Records contained in a dataset
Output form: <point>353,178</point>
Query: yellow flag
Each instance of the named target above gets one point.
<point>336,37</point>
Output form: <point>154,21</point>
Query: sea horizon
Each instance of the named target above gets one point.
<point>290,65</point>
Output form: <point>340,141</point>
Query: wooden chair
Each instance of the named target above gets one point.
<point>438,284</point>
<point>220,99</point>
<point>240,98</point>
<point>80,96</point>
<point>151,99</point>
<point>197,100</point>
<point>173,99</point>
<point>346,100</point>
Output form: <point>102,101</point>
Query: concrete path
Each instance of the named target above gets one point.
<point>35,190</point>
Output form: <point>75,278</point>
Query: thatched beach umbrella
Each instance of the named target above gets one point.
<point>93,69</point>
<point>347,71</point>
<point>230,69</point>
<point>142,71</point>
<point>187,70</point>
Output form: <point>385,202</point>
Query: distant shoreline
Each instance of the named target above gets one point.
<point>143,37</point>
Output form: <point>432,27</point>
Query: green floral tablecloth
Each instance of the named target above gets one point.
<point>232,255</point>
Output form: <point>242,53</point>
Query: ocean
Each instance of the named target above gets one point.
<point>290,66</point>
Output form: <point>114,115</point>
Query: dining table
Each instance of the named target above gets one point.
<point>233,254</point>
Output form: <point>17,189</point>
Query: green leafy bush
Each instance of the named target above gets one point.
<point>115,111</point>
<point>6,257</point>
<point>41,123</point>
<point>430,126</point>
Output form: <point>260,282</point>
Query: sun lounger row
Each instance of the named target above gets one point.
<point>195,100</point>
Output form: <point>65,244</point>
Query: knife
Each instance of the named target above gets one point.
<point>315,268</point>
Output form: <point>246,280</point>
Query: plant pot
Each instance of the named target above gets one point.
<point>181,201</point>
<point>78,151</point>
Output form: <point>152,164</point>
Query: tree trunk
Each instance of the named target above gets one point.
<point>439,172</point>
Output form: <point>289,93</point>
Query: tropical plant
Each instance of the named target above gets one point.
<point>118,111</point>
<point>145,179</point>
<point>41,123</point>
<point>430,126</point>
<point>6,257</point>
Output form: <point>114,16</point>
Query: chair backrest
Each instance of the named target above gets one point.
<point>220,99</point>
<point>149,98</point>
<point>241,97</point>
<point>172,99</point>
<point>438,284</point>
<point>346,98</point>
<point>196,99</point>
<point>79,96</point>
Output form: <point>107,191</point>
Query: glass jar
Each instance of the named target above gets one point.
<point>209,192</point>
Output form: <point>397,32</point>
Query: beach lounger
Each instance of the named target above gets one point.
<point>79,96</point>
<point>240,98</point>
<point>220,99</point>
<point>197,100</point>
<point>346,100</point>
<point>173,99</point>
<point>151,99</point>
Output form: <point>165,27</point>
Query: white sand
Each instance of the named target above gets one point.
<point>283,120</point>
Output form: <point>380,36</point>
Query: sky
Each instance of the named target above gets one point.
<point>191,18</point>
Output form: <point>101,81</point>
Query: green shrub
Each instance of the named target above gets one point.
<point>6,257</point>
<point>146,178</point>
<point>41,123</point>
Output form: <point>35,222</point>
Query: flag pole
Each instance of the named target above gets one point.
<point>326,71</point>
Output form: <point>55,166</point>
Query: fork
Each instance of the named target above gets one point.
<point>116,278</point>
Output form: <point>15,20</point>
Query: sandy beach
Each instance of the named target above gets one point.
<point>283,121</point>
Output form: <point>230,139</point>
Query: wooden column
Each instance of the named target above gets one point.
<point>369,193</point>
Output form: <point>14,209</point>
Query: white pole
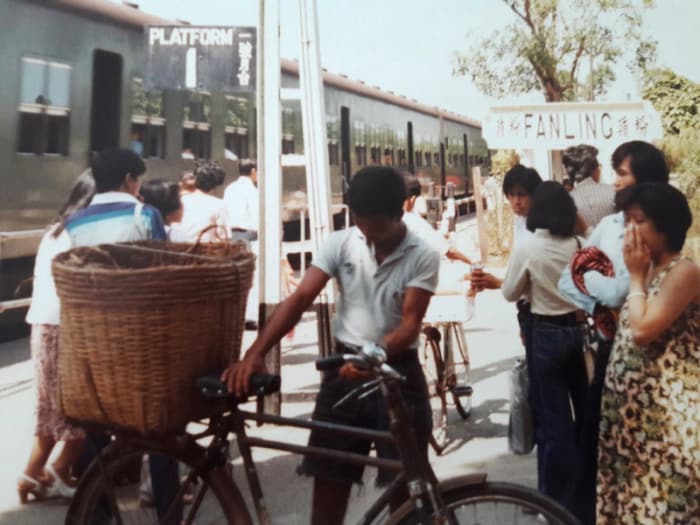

### TASK STATEMENT
For this exercise, please output exactly the lines above starting at the line with "Query: fork" and ending at the line with "Query: wooden column", ends included.

### RESULT OF THE EXERCISE
Query: fork
Each instance of the named target above gets one point.
<point>116,278</point>
Output form: <point>15,20</point>
Query: sandy beach
Each instance of the named target above gets one point.
<point>283,121</point>
Output form: <point>230,139</point>
Query: wooden column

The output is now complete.